Stored records
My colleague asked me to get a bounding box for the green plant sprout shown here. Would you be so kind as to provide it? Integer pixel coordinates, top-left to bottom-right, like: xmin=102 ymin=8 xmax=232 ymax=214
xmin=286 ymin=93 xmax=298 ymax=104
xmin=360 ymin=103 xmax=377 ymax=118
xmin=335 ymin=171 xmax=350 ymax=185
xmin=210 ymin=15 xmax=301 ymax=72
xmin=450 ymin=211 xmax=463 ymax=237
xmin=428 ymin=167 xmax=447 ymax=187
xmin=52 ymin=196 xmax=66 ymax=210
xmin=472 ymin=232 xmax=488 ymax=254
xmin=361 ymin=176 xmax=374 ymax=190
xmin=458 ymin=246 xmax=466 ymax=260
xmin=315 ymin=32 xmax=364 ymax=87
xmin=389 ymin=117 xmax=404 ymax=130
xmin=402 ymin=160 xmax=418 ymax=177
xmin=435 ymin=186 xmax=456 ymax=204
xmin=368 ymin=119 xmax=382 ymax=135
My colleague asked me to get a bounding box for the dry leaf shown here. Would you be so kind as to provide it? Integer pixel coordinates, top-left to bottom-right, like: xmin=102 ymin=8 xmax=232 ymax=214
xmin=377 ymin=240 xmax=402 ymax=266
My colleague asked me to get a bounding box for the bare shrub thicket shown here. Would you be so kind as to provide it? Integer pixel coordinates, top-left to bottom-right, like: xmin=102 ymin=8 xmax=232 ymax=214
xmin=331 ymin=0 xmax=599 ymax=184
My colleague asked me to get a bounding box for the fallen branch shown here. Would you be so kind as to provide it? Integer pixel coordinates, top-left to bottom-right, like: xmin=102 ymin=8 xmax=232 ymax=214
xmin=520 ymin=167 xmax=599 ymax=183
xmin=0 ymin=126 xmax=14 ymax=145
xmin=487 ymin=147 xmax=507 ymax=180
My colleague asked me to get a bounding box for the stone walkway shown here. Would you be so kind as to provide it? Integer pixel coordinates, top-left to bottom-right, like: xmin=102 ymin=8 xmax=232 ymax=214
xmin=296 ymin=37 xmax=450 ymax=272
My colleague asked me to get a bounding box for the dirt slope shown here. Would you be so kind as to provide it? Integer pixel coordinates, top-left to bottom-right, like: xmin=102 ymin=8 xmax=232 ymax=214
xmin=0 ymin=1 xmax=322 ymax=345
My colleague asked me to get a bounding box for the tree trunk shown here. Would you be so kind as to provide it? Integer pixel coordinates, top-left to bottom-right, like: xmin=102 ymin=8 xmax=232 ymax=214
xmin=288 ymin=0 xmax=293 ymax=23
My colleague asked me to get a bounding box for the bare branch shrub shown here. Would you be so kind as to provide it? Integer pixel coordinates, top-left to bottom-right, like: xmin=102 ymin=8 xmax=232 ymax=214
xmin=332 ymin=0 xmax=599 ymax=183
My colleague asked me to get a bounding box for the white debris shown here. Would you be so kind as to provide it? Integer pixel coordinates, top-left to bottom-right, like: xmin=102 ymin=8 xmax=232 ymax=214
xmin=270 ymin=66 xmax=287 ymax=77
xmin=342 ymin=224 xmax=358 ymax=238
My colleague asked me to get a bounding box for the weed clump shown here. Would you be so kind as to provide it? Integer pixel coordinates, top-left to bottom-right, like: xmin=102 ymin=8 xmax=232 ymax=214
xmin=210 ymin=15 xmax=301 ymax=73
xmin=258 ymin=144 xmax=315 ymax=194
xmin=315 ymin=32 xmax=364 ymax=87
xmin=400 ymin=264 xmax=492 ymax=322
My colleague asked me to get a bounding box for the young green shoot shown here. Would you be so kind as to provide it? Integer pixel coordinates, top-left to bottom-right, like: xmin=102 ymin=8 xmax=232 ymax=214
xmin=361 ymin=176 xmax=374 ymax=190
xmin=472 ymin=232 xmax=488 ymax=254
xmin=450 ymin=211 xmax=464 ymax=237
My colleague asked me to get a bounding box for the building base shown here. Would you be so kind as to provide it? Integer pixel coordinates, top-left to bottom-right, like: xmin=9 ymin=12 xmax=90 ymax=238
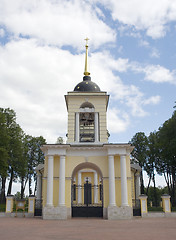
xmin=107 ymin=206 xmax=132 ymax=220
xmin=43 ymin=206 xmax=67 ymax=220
--
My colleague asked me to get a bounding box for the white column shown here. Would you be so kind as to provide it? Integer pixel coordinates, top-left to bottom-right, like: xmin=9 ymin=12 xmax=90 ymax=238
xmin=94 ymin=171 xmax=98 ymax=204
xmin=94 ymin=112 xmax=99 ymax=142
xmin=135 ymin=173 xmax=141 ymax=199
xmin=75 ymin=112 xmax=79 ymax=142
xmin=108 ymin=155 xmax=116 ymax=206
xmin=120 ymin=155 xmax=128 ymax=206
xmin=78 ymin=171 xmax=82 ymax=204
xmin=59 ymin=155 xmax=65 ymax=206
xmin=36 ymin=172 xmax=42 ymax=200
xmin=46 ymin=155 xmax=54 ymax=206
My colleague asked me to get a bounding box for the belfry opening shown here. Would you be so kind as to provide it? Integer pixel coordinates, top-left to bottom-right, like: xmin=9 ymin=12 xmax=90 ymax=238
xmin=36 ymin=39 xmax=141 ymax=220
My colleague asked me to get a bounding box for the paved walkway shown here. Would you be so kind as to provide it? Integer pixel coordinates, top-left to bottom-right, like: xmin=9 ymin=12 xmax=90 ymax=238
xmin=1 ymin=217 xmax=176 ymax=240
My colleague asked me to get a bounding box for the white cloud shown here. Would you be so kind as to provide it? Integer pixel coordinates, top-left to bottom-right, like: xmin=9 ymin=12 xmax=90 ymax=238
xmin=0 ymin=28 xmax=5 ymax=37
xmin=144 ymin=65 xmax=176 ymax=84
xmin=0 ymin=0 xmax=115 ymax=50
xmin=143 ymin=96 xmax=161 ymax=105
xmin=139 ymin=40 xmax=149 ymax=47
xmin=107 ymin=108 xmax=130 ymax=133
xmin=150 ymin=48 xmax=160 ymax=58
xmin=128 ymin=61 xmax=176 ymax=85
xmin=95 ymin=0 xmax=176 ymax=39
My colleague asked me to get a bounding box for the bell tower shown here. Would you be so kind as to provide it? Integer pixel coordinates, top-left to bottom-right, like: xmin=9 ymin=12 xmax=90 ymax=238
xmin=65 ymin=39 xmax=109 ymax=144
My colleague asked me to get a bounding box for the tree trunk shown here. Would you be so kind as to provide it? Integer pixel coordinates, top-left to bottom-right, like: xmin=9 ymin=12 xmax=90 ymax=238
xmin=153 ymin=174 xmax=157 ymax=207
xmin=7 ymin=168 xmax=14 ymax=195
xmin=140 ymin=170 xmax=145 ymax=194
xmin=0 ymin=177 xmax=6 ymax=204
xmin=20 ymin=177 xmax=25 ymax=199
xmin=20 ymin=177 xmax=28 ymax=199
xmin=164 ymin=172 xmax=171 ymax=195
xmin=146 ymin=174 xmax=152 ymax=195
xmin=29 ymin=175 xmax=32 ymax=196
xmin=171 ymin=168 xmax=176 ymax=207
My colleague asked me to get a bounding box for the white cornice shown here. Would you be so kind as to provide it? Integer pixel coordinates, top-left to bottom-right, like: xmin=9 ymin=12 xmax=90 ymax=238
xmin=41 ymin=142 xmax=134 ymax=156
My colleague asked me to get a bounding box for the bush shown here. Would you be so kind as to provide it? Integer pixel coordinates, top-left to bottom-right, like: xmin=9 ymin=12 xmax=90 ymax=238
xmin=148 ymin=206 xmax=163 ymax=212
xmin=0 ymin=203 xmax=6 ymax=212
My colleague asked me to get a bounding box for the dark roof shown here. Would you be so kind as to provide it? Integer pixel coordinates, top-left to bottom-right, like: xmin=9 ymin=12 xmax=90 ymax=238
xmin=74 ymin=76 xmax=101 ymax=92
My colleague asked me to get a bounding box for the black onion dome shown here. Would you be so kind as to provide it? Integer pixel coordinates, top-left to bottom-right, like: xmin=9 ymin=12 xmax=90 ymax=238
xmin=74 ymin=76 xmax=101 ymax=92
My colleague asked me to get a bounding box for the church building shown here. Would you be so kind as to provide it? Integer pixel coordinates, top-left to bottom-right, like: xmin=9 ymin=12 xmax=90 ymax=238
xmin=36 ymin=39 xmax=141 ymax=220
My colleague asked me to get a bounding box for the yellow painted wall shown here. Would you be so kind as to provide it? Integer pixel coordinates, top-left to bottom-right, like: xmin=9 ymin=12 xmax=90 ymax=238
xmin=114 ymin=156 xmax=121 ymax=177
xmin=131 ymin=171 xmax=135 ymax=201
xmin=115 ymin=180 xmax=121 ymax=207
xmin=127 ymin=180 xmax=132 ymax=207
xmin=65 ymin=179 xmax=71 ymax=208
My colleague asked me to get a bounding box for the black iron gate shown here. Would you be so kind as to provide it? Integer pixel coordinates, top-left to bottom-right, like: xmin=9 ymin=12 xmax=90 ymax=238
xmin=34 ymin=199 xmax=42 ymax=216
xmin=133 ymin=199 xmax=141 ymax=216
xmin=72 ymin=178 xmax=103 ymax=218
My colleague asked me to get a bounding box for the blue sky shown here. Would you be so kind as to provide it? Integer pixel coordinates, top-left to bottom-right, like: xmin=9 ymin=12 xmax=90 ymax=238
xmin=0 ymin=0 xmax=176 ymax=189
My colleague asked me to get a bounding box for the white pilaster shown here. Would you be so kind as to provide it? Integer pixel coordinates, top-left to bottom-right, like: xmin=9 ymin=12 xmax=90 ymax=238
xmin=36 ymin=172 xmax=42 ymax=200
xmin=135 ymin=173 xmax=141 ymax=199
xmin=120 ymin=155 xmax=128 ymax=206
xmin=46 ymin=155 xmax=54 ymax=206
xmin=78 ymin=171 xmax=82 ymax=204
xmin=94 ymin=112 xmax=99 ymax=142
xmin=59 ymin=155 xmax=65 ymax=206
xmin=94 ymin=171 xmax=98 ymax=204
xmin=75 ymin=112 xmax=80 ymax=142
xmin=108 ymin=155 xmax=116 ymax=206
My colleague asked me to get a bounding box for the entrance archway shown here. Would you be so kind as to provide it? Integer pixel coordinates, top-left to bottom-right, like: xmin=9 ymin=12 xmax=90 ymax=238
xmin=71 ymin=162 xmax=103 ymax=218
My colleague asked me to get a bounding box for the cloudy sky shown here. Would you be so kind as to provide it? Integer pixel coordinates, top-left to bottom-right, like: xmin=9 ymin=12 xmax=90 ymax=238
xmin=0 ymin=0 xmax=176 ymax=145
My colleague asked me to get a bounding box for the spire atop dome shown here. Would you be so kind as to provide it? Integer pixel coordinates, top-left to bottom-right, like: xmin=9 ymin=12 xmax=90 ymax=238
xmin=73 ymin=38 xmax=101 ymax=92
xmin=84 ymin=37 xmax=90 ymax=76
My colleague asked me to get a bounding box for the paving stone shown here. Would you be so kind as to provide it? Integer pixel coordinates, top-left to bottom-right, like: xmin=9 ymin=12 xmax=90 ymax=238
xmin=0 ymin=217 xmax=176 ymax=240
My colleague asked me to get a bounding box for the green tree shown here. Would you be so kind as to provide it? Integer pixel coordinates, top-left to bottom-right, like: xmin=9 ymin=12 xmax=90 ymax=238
---
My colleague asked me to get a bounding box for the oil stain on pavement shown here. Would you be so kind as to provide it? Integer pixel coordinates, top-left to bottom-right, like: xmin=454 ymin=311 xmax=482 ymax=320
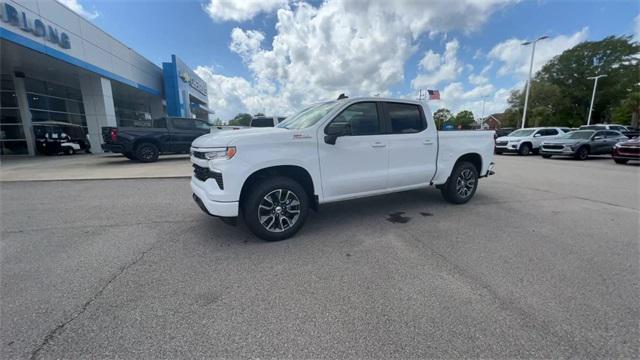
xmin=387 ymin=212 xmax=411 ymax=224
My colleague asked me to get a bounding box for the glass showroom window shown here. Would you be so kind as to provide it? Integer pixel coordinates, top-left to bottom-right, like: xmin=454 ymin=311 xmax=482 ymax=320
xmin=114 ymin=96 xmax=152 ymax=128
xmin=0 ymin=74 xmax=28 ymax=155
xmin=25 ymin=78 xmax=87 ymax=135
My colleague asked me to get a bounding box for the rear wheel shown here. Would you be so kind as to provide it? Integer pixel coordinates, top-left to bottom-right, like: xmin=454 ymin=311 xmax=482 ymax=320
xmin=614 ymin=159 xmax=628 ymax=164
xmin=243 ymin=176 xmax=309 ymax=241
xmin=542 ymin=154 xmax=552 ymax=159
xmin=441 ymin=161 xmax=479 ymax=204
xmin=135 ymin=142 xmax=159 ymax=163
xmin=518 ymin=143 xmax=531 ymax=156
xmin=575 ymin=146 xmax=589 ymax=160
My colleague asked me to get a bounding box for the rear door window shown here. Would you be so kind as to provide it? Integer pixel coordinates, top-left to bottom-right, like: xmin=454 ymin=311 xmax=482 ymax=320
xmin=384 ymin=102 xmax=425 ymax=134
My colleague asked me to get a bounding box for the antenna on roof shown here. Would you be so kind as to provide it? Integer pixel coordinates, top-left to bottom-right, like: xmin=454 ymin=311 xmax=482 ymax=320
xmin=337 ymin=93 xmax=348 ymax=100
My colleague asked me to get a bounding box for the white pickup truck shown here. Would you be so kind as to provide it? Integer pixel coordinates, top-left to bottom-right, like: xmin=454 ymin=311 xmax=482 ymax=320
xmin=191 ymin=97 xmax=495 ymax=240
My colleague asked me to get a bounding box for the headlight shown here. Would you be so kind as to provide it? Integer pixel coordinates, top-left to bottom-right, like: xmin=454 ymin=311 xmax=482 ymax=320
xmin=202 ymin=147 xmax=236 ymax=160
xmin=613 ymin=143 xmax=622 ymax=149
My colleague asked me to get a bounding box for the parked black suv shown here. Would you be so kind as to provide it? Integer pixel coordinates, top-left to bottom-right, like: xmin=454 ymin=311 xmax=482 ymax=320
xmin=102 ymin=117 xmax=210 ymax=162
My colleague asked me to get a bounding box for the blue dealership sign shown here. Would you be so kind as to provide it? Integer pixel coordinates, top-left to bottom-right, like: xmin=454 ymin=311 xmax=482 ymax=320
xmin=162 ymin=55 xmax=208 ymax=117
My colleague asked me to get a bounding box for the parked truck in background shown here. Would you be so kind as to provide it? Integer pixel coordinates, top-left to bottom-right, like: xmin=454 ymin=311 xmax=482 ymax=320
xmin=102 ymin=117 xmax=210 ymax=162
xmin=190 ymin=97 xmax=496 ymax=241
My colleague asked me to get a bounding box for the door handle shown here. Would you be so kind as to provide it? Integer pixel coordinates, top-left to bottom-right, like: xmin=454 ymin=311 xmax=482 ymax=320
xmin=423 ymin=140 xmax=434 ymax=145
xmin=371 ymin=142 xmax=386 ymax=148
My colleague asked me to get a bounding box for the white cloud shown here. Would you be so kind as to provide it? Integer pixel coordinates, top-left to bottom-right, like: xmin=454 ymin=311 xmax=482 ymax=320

EXERCISE REQUIREMENTS
Output, from the data above, the lines from the line with "for the cloudy" to the line with "the green tree" exactly as they stand, both ends included and nothing else.

ANSWER SECTION
My colleague asked me to get a bounding box for the cloudy sky shown here. Would you be so kind as to provide it? Integer pixel coordinates, top-left to bottom-right, like: xmin=9 ymin=12 xmax=90 ymax=238
xmin=0 ymin=0 xmax=176 ymax=145
My colleague asked me to get a bounding box for the spire atop dome shown here. Would you be so kind as to provide it? Integer pixel coordinates, top-left to bottom-right, like: xmin=9 ymin=12 xmax=90 ymax=238
xmin=73 ymin=38 xmax=101 ymax=92
xmin=84 ymin=37 xmax=90 ymax=76
My colleague asked me to get a bounding box for the paving stone shown here. Would you be so kind as to provide it? Integer pixel coordinates, top-left to bottom-right, like: xmin=9 ymin=12 xmax=90 ymax=238
xmin=0 ymin=217 xmax=176 ymax=240
My colleague asked me to get a bounding box for the green tree shown here. Would you be so kind as to provide it? Integer pixel coordinates, top-left to bottom-right, like: xmin=9 ymin=12 xmax=90 ymax=238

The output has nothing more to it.